-- START OF Page extract --
On Wed, Dec 2, 2020 at 3:09 PM Louis Proyect <[email protected]> wrote:

> https://newleftreview.org/issues/ii126/articles/mike-davis-trench-warfare


Mike Davis on the U.S. 2020 election and prospect of coming "trench warfare"
a few of his important points imo:
 . . .
"If the Republicans retain the Senate as they are favoured to do, it’s hard
to imagine a worse balance of power for the incoming Biden administration,
its legislative agenda, and that of the progressive wing. Larry Cohen, the
former president of the Communication Workers union who now chairs Our
Revolution, the outreach arm of the Sanders movement, was uncompromisingly
blunt: ‘For those of us who focus on governance and economic and social
justices, this election is a dismal rubber stamp of the unacceptable status
quo. Black, brown and white working Americans see their hopes of real
reform evaporate for now, even while cheering the victory over Trump.’"
 . . .
"...Trump’s nuclear advantage was his astounding popularity at the base, a
frenzy routinely stoked by evangelical leaders, Fox News and, of course,
his endless tweets. Suddenly the America depicted by the Occupy Movement as
the People versus the greed of the One Percent, was unmasked as something
entirely different, a confused majority facing the militant and
intransigent Forty Percent..."
 . . .
-- END OF Page extract --
-- START OF Supplied data --
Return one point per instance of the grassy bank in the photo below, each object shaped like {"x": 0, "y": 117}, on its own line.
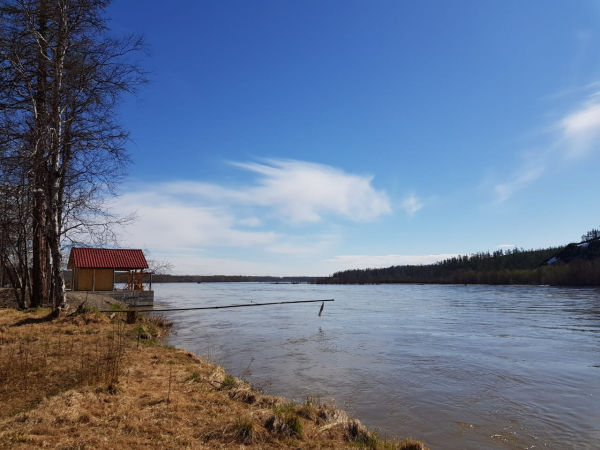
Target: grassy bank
{"x": 88, "y": 381}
-- END OF Supplied data --
**Challenge**
Could you extend the excerpt on Mike Davis's view of the 2020 U.S. election, picking up after its last quoted passage? The listing is separate material from the excerpt about the 2020 election.

**Response for this exercise**
"Most importantly, the debates on the stimulus bills should have unleashed
grassroots actions by unions and community organizations in support of the
Democratic proposals. Instead Pelosi locked progressives out of the
discussion and conducted private negotiations with Treasury Secretary Steve
Mnuchin. By October millions of people were desperately waiting for a new
relief package to pay rents, mortgages and doctors’ bills, but Pelosi
refused to accept the $2 trillion package offered at the last minute by the
White House..."
 . . .
"...Justice Democrats, a political action committee founded by veterans of
the Sanders Campaign and supported by Nurses United, offered a scathing
judgement on Democrats’ failure to project convincing economic alternatives
in their congressional campaigns. ‘In an election where the economy was
voters’ top concern, many Congressional Democrats had no discernible
economic message...After the Democratic convention the party’s lack of an
economic message was clear'..."
 . . .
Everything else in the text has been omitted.